#### DATA EXTRACTS:
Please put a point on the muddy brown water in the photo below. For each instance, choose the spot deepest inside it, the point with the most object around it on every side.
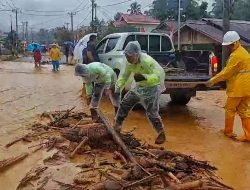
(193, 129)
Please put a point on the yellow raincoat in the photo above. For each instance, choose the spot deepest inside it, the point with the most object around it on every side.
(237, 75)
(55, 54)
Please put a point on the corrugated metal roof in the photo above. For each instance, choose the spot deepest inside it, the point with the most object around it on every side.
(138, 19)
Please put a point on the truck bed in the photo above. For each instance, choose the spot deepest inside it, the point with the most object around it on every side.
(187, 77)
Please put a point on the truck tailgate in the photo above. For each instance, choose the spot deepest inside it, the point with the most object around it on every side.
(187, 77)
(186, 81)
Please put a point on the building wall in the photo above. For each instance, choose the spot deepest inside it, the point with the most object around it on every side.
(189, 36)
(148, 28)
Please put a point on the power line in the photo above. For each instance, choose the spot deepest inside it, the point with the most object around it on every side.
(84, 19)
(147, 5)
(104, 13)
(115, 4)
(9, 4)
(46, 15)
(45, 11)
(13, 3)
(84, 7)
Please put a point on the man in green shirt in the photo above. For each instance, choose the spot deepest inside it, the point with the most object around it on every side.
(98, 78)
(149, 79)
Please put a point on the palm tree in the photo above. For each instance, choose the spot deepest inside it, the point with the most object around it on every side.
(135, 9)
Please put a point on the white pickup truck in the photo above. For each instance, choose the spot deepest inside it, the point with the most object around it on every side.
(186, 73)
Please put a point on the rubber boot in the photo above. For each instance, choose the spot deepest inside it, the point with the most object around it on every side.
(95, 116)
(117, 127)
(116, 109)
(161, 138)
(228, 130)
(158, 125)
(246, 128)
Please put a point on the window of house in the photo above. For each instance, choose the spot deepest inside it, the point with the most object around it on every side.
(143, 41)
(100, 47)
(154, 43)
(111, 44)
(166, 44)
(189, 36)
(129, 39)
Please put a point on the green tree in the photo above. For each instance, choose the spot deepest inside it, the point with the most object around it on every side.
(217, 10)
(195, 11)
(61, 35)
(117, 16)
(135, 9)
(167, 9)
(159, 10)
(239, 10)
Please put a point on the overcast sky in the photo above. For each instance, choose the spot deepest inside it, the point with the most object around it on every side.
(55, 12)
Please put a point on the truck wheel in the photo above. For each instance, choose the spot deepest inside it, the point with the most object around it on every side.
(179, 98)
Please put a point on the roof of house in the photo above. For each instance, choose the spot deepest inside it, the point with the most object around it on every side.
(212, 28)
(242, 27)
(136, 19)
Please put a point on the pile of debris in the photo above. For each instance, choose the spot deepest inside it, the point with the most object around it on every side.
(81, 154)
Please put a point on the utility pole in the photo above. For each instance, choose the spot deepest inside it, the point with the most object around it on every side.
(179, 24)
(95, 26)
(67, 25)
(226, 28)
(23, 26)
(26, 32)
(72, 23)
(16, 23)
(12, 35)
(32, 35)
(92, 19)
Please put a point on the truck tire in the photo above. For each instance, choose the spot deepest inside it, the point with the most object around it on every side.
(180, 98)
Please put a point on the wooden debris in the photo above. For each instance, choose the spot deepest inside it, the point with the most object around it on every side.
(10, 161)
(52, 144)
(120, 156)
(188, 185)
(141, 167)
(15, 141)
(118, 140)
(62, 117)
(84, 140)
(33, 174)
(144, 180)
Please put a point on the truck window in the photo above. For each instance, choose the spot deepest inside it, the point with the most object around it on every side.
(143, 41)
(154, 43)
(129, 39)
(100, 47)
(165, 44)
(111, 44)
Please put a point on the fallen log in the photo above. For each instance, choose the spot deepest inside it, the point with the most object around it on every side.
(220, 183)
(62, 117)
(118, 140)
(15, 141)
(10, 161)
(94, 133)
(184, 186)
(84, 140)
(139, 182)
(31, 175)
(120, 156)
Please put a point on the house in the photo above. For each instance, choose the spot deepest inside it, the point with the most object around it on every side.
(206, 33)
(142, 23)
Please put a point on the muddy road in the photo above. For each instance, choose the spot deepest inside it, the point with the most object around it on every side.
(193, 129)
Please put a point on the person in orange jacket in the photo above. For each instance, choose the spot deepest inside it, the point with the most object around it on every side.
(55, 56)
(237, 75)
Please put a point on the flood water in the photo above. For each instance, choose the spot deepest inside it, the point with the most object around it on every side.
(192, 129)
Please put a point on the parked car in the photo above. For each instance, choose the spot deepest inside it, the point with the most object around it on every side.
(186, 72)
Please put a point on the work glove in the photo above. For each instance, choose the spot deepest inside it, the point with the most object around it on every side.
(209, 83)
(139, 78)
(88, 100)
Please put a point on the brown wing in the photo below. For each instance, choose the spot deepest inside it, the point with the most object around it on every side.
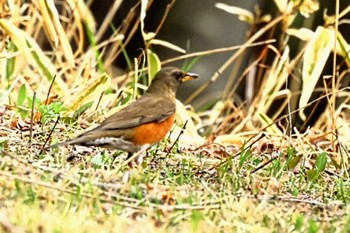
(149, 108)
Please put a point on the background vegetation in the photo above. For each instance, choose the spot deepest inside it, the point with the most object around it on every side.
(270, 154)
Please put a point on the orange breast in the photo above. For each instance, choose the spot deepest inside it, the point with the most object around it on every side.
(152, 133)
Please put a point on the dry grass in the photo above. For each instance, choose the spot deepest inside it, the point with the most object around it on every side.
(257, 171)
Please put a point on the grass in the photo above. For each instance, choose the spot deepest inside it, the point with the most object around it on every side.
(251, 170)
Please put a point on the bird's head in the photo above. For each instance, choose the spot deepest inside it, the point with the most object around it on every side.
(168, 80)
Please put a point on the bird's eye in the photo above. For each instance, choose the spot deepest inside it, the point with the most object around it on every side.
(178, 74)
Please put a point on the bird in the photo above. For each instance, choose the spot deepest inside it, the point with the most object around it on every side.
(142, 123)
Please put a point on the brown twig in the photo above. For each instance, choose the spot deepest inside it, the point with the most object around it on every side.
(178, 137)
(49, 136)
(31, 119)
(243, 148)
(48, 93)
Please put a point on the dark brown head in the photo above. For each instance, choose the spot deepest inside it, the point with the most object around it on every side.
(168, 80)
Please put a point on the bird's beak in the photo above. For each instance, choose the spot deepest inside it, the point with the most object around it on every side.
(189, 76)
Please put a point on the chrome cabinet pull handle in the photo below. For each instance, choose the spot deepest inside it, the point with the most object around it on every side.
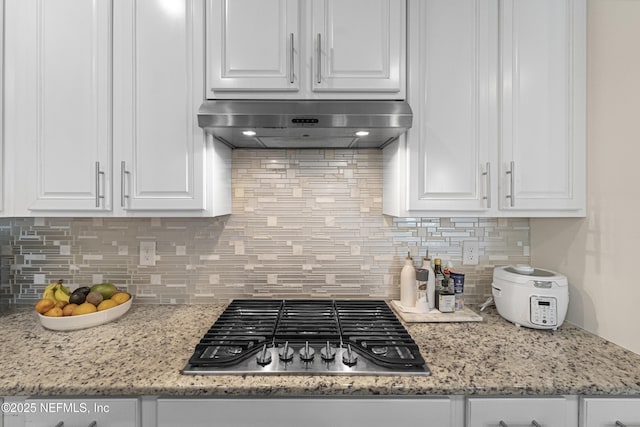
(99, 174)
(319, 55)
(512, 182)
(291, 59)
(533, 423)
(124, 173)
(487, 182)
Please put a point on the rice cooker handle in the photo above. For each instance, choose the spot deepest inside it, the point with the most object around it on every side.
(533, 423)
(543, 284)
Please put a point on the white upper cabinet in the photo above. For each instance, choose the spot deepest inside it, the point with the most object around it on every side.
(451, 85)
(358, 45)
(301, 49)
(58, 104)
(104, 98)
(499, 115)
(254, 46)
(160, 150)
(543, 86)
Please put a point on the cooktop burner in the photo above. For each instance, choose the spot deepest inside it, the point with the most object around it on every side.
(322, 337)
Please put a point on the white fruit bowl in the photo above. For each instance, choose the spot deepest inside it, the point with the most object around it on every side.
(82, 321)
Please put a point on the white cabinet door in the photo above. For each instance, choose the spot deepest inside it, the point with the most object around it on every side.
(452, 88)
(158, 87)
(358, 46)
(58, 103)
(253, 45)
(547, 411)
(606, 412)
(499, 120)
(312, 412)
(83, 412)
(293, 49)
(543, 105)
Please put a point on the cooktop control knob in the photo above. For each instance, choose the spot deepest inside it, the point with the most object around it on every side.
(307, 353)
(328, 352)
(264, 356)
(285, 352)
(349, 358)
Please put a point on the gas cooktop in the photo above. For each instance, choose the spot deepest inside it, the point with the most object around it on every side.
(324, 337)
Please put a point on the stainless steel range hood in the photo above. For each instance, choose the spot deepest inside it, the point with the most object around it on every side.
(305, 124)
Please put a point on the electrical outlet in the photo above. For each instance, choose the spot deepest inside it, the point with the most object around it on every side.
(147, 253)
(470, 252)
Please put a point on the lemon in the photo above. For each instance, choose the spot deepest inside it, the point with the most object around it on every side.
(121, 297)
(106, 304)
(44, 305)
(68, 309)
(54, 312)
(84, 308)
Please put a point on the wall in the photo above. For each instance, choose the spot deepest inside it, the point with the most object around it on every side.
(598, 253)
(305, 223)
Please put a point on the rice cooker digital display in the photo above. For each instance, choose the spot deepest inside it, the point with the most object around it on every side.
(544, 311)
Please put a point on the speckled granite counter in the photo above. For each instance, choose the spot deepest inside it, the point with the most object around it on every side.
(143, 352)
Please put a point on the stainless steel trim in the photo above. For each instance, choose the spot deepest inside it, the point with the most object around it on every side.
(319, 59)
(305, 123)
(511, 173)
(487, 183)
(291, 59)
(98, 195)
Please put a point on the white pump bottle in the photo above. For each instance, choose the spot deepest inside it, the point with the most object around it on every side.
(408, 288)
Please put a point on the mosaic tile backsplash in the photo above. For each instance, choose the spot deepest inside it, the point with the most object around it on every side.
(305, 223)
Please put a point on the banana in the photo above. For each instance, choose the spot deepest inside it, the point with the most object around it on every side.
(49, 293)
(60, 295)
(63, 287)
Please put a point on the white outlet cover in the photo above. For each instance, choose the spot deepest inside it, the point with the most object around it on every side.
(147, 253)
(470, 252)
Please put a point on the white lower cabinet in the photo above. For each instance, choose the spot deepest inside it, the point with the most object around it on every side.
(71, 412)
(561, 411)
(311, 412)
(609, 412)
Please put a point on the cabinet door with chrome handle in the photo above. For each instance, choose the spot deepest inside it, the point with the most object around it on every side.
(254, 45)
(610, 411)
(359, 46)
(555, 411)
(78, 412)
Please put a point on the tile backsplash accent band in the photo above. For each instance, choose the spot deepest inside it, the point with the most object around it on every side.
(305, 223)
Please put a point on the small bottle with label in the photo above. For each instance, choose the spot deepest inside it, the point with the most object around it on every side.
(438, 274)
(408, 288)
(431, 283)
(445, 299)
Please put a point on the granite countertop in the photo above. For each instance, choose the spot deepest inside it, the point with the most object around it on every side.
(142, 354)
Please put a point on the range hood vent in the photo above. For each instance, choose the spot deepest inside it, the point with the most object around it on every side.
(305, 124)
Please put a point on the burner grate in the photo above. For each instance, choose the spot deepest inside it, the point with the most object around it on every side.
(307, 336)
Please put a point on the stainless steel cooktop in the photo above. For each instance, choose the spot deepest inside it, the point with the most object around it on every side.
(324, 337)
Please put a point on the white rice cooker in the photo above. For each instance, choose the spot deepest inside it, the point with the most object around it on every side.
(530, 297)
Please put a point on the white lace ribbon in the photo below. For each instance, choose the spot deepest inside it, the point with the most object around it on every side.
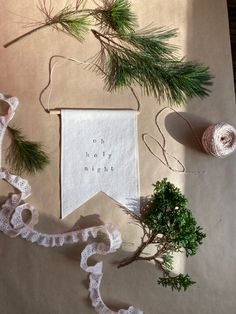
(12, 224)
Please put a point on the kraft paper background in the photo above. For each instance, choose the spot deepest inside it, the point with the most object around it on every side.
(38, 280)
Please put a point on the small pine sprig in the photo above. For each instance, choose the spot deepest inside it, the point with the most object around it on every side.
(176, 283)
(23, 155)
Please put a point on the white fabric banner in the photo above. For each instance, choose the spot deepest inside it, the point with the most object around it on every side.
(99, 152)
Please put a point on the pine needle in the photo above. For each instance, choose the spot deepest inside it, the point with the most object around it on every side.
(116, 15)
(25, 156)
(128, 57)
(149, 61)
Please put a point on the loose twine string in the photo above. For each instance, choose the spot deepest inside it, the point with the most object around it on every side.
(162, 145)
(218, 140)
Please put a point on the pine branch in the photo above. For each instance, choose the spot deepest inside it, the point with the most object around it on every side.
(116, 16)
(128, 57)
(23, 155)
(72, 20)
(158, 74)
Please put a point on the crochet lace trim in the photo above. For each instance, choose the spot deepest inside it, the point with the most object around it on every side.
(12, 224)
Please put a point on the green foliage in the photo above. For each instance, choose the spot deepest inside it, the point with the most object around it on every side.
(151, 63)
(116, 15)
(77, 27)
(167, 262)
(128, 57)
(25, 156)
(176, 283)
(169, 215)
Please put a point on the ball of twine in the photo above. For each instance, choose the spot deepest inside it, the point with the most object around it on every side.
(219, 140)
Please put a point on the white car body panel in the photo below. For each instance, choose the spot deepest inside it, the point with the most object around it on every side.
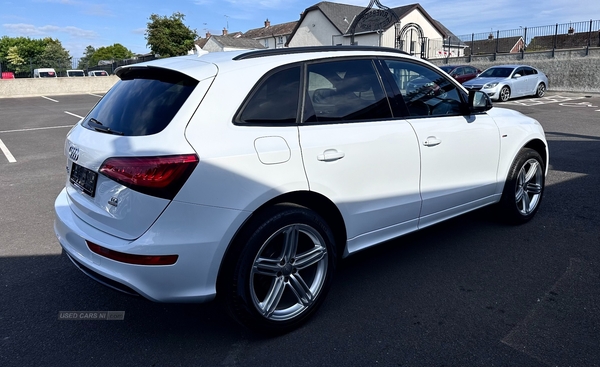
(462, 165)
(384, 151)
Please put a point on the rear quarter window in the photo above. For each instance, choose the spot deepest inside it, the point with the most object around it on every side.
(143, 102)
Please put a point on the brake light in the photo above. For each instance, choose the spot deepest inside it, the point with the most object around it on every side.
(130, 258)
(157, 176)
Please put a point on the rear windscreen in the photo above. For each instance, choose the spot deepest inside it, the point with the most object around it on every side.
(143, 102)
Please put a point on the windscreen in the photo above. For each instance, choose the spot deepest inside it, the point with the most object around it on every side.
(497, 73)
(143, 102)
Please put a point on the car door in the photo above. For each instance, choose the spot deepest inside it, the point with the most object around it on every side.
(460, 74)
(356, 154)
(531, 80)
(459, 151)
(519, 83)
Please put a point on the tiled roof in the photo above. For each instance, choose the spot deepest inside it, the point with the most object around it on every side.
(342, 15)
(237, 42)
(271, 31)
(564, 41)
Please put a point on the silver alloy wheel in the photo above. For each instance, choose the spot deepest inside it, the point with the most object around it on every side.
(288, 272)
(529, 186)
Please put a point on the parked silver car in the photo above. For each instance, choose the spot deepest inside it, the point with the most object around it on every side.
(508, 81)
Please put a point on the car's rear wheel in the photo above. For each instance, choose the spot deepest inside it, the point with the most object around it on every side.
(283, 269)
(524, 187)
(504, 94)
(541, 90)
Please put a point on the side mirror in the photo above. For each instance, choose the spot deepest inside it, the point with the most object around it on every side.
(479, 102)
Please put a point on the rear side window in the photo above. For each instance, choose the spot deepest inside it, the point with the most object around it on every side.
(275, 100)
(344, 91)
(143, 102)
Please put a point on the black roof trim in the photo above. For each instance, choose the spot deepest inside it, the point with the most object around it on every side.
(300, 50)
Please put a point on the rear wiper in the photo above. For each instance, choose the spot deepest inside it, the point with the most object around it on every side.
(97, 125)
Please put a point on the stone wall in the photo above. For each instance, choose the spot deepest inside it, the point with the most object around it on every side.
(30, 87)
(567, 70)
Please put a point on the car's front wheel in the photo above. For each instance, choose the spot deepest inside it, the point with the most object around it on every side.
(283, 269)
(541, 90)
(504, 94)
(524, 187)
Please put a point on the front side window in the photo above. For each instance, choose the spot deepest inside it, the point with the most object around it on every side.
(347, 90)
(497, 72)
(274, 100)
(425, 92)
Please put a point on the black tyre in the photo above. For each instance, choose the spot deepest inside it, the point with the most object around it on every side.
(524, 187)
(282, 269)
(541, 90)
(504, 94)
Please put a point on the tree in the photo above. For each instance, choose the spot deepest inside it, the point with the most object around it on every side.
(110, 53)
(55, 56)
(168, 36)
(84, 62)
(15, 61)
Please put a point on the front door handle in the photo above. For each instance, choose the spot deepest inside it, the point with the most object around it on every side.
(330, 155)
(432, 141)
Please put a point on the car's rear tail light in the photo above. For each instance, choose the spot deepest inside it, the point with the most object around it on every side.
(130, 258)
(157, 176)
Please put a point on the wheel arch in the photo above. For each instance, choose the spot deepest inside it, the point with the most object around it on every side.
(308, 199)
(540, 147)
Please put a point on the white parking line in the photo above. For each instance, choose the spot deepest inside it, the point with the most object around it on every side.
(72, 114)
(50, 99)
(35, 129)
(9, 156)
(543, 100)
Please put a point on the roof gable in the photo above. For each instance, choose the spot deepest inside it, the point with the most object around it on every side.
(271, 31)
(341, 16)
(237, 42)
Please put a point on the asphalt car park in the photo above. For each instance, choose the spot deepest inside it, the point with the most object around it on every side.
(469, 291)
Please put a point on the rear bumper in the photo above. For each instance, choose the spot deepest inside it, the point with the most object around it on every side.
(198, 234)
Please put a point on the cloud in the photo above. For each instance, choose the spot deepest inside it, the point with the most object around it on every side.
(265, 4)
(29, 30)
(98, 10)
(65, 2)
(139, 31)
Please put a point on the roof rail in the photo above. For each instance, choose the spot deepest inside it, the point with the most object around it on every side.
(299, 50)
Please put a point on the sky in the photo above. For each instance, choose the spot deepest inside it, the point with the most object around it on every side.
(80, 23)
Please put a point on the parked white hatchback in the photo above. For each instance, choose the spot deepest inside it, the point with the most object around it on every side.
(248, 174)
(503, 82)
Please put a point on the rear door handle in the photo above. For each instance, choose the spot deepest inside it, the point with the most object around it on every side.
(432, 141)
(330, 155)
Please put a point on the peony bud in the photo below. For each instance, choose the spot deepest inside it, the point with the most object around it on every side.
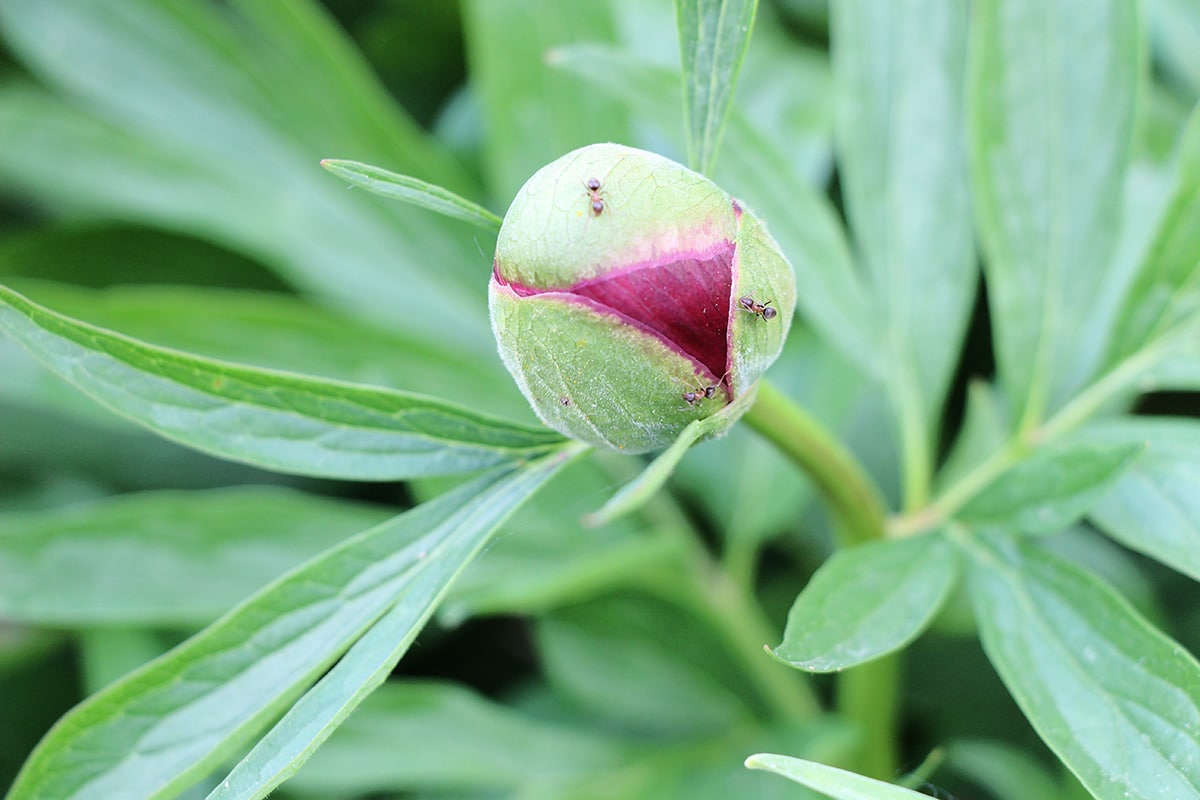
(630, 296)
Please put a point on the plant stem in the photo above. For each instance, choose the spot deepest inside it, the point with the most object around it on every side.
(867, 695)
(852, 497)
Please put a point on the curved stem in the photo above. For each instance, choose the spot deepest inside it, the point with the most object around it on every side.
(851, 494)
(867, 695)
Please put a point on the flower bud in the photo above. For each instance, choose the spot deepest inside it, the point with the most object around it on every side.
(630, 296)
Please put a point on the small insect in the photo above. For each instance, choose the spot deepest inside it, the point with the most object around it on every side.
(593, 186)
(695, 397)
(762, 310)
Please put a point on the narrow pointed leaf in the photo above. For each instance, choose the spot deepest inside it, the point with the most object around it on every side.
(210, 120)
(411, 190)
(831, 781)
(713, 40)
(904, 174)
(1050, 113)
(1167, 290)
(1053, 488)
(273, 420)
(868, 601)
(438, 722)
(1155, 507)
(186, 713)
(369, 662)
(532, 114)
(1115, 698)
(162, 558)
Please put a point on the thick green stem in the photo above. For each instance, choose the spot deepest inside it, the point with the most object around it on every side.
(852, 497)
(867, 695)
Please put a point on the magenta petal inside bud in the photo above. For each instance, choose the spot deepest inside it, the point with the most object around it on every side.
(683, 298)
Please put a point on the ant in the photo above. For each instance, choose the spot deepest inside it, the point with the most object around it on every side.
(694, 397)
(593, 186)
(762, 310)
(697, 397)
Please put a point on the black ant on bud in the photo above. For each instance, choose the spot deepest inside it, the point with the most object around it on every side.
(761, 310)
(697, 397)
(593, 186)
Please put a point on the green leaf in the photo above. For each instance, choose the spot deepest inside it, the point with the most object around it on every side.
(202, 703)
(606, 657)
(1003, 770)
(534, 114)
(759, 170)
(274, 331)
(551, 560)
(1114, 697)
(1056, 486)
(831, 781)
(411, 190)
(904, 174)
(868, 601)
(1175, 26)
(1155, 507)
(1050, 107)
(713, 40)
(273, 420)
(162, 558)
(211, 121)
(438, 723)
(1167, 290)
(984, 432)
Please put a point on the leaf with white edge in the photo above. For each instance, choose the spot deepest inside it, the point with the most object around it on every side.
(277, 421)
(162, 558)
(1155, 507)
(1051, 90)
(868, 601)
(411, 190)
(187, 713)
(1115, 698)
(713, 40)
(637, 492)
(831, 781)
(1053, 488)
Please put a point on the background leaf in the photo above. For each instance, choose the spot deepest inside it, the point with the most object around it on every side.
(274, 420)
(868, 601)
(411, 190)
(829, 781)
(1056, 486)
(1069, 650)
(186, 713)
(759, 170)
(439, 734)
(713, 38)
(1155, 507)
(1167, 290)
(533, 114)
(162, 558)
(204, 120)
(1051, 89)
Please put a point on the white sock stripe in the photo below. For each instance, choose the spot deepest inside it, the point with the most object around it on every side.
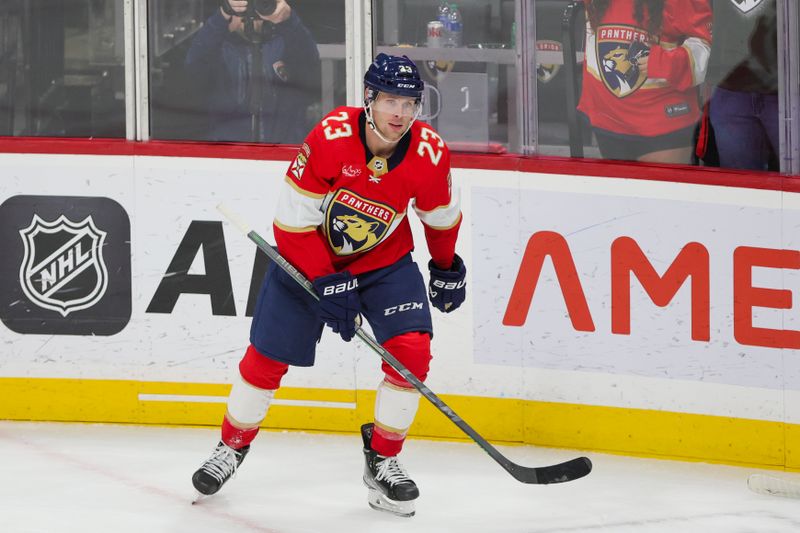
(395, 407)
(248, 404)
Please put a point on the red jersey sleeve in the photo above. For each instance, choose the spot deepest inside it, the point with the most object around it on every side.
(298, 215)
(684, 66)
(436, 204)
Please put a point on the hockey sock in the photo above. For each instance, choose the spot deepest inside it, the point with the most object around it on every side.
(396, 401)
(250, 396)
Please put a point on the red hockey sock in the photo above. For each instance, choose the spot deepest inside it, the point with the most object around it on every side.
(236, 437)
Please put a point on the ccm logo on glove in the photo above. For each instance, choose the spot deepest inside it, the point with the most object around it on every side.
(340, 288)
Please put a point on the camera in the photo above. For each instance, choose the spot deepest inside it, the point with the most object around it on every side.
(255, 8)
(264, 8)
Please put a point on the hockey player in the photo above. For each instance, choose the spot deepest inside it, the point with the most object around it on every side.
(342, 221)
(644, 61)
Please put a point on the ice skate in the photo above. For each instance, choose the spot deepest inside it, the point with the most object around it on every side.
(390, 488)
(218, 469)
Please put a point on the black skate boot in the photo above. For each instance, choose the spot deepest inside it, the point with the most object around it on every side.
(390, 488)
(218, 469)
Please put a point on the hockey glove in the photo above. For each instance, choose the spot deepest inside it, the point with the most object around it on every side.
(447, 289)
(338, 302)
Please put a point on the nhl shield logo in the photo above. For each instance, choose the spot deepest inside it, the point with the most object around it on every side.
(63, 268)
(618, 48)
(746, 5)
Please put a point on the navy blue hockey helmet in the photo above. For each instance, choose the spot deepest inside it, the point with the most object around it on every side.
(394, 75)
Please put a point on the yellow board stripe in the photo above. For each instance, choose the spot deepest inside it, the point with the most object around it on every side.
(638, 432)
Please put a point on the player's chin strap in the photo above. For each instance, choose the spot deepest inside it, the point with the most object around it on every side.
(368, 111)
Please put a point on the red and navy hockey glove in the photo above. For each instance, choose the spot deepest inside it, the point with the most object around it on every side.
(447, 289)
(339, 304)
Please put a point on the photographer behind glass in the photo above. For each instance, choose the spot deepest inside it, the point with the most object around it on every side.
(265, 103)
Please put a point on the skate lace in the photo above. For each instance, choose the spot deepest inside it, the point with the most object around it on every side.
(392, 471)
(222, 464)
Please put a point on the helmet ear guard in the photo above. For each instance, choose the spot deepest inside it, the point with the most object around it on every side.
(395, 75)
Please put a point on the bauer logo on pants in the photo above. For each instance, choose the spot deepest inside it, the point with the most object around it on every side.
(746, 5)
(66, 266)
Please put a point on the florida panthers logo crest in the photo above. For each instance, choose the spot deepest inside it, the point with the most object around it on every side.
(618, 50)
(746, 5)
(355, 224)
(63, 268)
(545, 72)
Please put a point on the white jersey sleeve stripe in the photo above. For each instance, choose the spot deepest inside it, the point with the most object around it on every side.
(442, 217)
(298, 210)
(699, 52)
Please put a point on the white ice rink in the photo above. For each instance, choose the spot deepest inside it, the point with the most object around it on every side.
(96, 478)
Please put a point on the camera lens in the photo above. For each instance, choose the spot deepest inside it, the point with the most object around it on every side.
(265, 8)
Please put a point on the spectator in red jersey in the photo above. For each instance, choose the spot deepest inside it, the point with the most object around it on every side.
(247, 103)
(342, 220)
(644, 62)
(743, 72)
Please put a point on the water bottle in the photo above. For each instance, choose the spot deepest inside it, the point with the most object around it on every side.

#### REQUIRED WORK:
Repeat exactly the lines from the line containing "Please put a point on the spectator" through the last line of the records above, including both, and nothing else.

#### SOLUTION FOR THIS PROBLEM:
Please put a point on the spectator in red jersey in the photo above. For each instance, choose the spot deepest inside it, the point with the most object around it on every side.
(247, 103)
(342, 220)
(644, 62)
(743, 72)
Please put a point on the water bottle in the photo above. For each instance, choose the spot deepest inside it, the point with the most object around it on every side.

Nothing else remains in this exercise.